TO DO ->
From the first line to the last, repeat the data exactly but leave out the pictures.
---- LISTED ENTRIES
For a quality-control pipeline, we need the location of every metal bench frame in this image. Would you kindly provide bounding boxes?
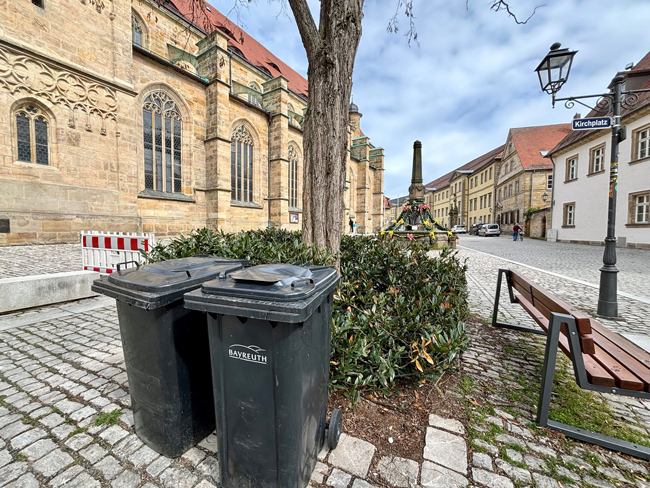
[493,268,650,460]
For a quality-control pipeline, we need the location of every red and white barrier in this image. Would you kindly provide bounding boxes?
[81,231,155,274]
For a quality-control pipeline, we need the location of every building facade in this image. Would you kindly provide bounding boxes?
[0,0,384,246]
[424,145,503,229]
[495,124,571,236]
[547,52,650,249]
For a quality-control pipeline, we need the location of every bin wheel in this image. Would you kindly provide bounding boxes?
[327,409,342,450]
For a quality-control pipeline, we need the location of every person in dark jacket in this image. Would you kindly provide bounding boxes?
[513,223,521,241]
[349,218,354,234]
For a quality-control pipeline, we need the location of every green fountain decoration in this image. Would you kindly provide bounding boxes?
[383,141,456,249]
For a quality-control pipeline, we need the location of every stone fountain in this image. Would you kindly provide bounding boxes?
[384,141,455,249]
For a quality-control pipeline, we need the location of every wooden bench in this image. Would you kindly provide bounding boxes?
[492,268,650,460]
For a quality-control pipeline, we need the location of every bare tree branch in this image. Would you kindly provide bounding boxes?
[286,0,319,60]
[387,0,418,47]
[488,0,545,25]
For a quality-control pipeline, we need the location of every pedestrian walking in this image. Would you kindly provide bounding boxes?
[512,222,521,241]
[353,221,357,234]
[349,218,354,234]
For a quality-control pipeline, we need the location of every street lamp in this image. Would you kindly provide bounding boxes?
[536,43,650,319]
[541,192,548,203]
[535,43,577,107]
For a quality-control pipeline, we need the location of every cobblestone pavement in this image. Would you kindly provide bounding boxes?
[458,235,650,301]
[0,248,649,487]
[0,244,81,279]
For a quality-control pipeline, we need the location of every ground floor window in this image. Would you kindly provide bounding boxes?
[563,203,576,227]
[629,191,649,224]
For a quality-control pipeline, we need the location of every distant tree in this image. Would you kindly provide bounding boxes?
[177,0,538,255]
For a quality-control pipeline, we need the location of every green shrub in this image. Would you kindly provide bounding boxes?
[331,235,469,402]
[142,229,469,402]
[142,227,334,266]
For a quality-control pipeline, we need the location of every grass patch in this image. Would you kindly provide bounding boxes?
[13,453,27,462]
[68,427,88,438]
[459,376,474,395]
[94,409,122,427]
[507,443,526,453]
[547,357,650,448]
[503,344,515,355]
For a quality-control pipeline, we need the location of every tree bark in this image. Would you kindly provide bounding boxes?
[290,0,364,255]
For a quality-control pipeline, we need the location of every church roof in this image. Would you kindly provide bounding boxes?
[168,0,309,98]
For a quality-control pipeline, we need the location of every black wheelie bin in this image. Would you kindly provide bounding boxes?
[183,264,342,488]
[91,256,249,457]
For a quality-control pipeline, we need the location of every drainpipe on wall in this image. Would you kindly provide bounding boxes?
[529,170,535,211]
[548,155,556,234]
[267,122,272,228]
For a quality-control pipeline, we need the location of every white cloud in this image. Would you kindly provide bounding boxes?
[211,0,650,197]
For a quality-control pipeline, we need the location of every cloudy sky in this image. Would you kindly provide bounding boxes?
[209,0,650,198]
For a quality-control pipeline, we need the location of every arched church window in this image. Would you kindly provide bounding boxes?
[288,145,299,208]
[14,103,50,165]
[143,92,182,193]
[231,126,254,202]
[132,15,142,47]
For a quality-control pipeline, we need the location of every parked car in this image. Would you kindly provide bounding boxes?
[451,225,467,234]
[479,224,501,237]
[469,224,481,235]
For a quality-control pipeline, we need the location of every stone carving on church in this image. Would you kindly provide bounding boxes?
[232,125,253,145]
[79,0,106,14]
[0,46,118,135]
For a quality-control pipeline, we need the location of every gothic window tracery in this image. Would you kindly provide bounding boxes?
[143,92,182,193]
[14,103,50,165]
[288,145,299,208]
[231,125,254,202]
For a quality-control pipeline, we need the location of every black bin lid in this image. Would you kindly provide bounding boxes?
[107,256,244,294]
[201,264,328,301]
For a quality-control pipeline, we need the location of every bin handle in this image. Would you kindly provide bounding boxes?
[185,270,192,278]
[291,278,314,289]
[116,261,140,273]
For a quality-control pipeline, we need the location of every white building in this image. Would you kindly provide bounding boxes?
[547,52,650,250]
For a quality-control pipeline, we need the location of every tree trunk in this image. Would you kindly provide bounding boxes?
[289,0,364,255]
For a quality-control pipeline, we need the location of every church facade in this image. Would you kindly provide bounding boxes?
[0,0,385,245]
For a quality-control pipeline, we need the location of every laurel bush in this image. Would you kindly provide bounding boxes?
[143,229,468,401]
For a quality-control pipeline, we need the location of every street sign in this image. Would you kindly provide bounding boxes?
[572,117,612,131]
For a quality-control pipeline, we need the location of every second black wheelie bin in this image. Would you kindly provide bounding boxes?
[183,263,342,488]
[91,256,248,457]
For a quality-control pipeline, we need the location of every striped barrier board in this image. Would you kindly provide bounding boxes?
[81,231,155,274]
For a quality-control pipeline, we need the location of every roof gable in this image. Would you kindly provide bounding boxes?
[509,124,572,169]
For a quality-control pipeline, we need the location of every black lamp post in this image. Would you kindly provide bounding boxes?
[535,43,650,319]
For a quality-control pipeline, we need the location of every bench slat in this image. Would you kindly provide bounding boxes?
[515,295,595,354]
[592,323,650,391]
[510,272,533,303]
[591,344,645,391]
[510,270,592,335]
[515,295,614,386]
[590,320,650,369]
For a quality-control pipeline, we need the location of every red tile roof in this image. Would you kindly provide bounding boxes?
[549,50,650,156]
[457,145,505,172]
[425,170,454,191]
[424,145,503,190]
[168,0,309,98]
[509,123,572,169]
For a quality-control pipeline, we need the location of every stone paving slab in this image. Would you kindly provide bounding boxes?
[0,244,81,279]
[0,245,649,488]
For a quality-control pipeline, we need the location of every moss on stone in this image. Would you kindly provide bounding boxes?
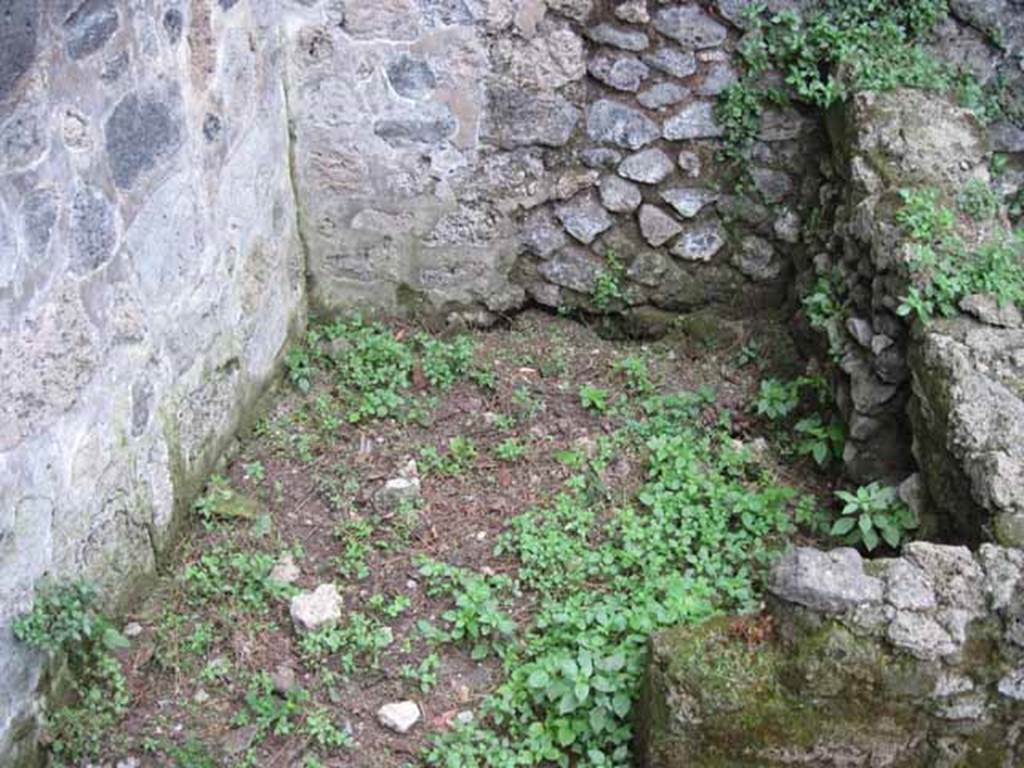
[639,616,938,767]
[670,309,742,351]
--------
OUTPUT ->
For a quality-control pipeline, we need the location of every metal bench frame in this image. Would you kindly provide bounding boxes?
[493,268,650,460]
For a quality-control pipeline, we need the location of every red and white barrier in this image. Would you kindly provide bounding boxes?
[81,231,155,274]
For a quality-control pipeline, we need the location of every building facade in this image. Would you kindly provide bounding boxes?
[0,0,384,246]
[424,145,503,229]
[495,124,571,236]
[547,52,650,249]
For a quality-control pipeline, we need the location of every bin wheel in this image. Would you kindly provide bounding boxes?
[327,409,342,450]
For a quality-control pipeline, we need the location of every person in dark jacket in this image. Would you kindly provide bounding boxes?
[513,223,521,241]
[349,218,354,234]
For a quality-control pipeline, we need the location of every green fountain decoration in this image. Would you kindly provide bounding boxes?
[383,141,456,249]
For a quality-control pipeline, we need the location of every stone fountain in this image. Would you kindly provide bounding boxes?
[384,141,455,249]
For a quality-control pipeline, we need the location of every wooden bench in this image. Would you kindly provide bounding boxes?
[492,268,650,460]
For a quality-control pipeline, we need the location of every bare tree branch in this image. Would you kindly provide bounding boxes?
[286,0,319,60]
[387,0,418,47]
[488,0,545,25]
For a quality-control pipeline, we need the location of every pedestrian walking in this image. Would you kindly provide bounding boxes?
[512,222,521,241]
[353,221,357,234]
[349,218,354,234]
For a quality-control pipeline, we need the location of every street lamp in this image. Would you kindly provide bounding boxes?
[536,43,650,319]
[541,192,548,203]
[535,43,577,107]
For a quality-control pipeline, we need the location of every cobblestone pavement in this image. Would you kindly provide bounding boxes?
[458,235,650,301]
[0,248,649,487]
[0,244,81,279]
For a quality-control pipeline, we need the location of every ground floor window in this image. Would you kindly provide bounding boxes?
[563,203,576,227]
[629,191,649,224]
For a quality-control pipeline, we need the location of every distant tree in this image. Would you kindly provide bounding boxes?
[177,0,538,255]
For a quality-control pipeline, we need the location of every green shrub in this image. Would you kindly provide bounding boxes?
[331,235,469,402]
[142,229,469,402]
[142,227,334,266]
For a quality-control pipeline, we need the location of every grass patch in this image. Would you kindly provide bounding boxes?
[13,453,27,462]
[68,427,88,438]
[459,376,474,395]
[94,409,122,427]
[507,443,526,453]
[547,357,650,448]
[503,344,515,355]
For a quality-control pipeline, we need the location of every tree bark in this image. Would you kindly provide bounding boxes?
[290,0,364,255]
For a quality-control pipeline, we need the location of every church roof in this image. Would you kindly provide bounding boxes?
[168,0,309,98]
For a quality-control pipeline, we need the location of every black wheelie bin in this image. Would you kindly provide bounding boxes?
[183,264,342,488]
[91,256,249,457]
For a quality-control pipeline, we need the location of every drainpipe on wall in this image. Would you kindly provide bounding boxes?
[529,170,535,211]
[548,155,556,234]
[267,122,272,228]
For a quality-control pipeline, we need the location of every white cloud in this image. Would you kindly provide bounding boxes?
[211,0,650,197]
For a quality-control pipeline, we need the location of every cloudy sky in this image. Would you kindly provide bounding boxes?
[209,0,650,198]
For a quality-control pipeline, we need the location of every arched church window in this image. Would you kindly provide bounding boxes?
[288,145,299,208]
[14,103,50,165]
[143,92,182,193]
[231,126,254,202]
[132,15,142,47]
For a quality-control pipeline, we need the location of every parked car in this image. Would you kindly provide bounding boxes?
[451,225,467,234]
[479,224,501,237]
[469,224,481,235]
For a quality-control pipeline, we need the location of every stone carving on church in this image. Would you kindly provide bounding boxes?
[232,125,253,145]
[79,0,106,14]
[0,46,118,135]
For a quality-control pipeline, we need the location of every gothic window tracery in this image. Would you kindly provide bounding boxes?
[143,92,182,193]
[14,103,50,165]
[288,145,299,208]
[231,125,254,202]
For a quality-control pipeline, we need the location of every black bin lid in this image. Would you kindly provide bounding boxes?
[107,256,244,294]
[201,264,328,301]
For a quality-control pipeline, we need the location of every bin handle in this image. Would you kindly provide bounding boxes?
[185,270,192,278]
[291,278,314,289]
[116,261,140,273]
For a quality-control pipeline, we need the location of every white building in this image. Would you kindly provide bounding boxes?
[547,52,650,250]
For a quality-control pipeline, we need the location of every tree trunk in this image. Would you kindly provide bounding boxes?
[289,0,364,255]
For a quality-control pipeline, we need the location of every church facade in this image. Would you kindly provide bounding boxes?
[0,0,385,245]
For a quality-control pipeline, we need the location of every laurel bush in this image. Would you kindly provide bounding boxes?
[143,229,468,401]
For a quality-control pipeline, we need the location of every street sign in this image. Would you kindly provide bounding boxes?
[572,117,612,131]
For a quality-control pipeline, we need the location of every second black wheelie bin in this image. Would you kindly provide bounding boxes?
[183,263,342,488]
[91,256,248,457]
For a quality-control pipeline, we need the location of every striped barrier board in this image. Would you kindly provide bounding boxes?
[81,231,155,274]
For a quality-control pipeline, we need the location of every roof gable in this image. Would you kindly provide bounding boxes?
[509,124,572,169]
For a quality-control pipeline, we need the location of every black lamp post in this image. Would you kindly provide bounding boxes?
[535,43,650,319]
For a quality-control pipeline, we need the location of every bench slat in this image. Would you kindly provide bounding boxes?
[515,295,595,354]
[592,323,650,391]
[510,272,533,303]
[591,344,645,391]
[510,270,592,335]
[515,295,614,386]
[590,320,650,369]
For a quality-control pipeline, we need the location of every red tile roof in this image. Would you kindly provide bounding boxes?
[549,50,650,156]
[457,145,505,172]
[425,170,454,191]
[424,145,503,190]
[168,0,309,98]
[509,123,572,169]
For a quality-control pipeline, we need the location of every stone paving slab in this image. Would you kindly provide bounding boxes?
[0,244,81,279]
[0,245,649,488]
For a quality-control pipeline, we need the location of every moss on stone in this image. Would you kindly provide bounding boxes?
[639,616,938,767]
[670,309,742,351]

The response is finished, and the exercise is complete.